Work instructions: Copy the case summary from "Bristol hired a" through "were never corrected.", inclusive, and swap "home inspector" for "building inspector".

Extract provided:
____________
In Bristol Southside Association, Inc. v. Meridian Construction & Development, LLC, the United States District Court for the Northern District of Alabama denied the Defendant’s Motion for Summary Judgment, which it supported by arguing the Plaintiff’s claims were barred under Alabama’s statute of repose. 2020 WL 6712270.

Plaintiff Bristol Southside Association, Inc. (“Bristol”) asserted several claims against Defendant Meridian Construction & Development, LLC (“Meridian”) related to the construction of a condominium development. Meridian was the general contractor for the development. Architecture firm Hemsley Lamkin Rachel, Inc. (“HLR”) designed the development. Members of HLR regularly inspected the development, while Meridian maintained supervision of the development. After each inspection, HLR created Field Reports that were issued to necessary parties, including Meridian. Construction was completed in October 2006.

The development comprised two separate buildings, with exterior cladding made of composite trim, fiber cement siding, brick veneer, and three coat stucco. In 2017, the breezeways which provide access to each unit began to collapse. Bristol investigated and determined that water flowed behind the exterior claddings, the fiber cement had not been applied correctly, and the stucco was not installed consistent with nationally accepted standards. Further, load bearing columns were misaligned, causing them to fail and damage the framing.  HLR’s Field Reports, which Meridian received, identified these issues during construction.

Bristol hired a licensed home inspector to perform an assessment of the Field Reports and the issues later occurring at the condominium. The Field Reports indicated that the waterproof coating was not applied to necessary areas. They also indicated that the mortar for the brick veneer was installed incorrectly, and that the mortar was not properly cleaned during construction. The Field Reports also mandated that a one-inch rod be installed between the stucco and the brick, which the inspector confirmed was never completed. The Field Reports identified other construction issues that the home inspector confirmed were never corrected.
____________
Data:
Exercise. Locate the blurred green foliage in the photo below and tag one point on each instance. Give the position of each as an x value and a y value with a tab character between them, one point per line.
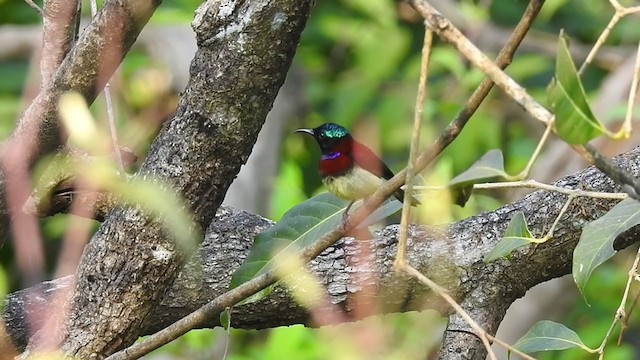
____________
Answer to the exercise:
Bristol hired a licensed building inspector to perform an assessment of the Field Reports and the issues later occurring at the condominium. The Field Reports indicated that the waterproof coating was not applied to necessary areas. They also indicated that the mortar for the brick veneer was installed incorrectly, and that the mortar was not properly cleaned during construction. The Field Reports also mandated that a one-inch rod be installed between the stucco and the brick, which the inspector confirmed was never completed. The Field Reports identified other construction issues that the building inspector confirmed were never corrected.